Begin RECORD EXCERPTS

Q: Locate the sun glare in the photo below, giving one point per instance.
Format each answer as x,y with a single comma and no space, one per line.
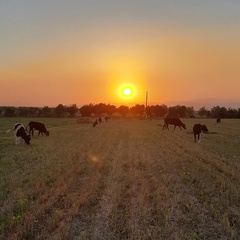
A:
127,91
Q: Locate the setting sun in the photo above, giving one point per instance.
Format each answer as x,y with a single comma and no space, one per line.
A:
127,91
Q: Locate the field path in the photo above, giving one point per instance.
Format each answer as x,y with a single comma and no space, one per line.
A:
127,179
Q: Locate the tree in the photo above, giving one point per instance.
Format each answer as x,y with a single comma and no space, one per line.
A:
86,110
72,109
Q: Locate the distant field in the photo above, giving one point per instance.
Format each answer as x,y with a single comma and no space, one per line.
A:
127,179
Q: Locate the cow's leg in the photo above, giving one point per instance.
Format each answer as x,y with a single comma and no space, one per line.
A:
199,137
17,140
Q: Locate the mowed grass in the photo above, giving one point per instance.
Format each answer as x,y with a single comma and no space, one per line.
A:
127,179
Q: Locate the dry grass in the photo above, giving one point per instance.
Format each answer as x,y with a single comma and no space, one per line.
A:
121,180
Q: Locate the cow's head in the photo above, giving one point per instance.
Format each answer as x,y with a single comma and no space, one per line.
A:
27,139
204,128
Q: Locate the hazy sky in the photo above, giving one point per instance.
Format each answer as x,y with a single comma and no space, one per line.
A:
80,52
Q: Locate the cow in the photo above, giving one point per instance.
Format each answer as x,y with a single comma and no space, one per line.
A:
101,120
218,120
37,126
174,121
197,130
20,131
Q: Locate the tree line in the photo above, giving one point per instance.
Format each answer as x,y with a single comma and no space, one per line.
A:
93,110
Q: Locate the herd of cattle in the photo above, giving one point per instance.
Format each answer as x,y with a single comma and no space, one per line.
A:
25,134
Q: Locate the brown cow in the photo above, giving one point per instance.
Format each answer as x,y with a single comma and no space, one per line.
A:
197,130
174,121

End RECORD EXCERPTS
Begin RECORD EXCERPTS

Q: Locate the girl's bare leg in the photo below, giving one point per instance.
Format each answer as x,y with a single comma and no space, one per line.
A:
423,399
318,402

End RECORD EXCERPTS

_TASK TO COMPLETE_. Extract every line of the data above that contains the string "field", and copy each such line without alteration.

_SOLVED PROBLEM_.
Q: Locate the field path in the photo above, giving one point per instance.
Q: Locate the distant field in the photo above, giving one point per instance.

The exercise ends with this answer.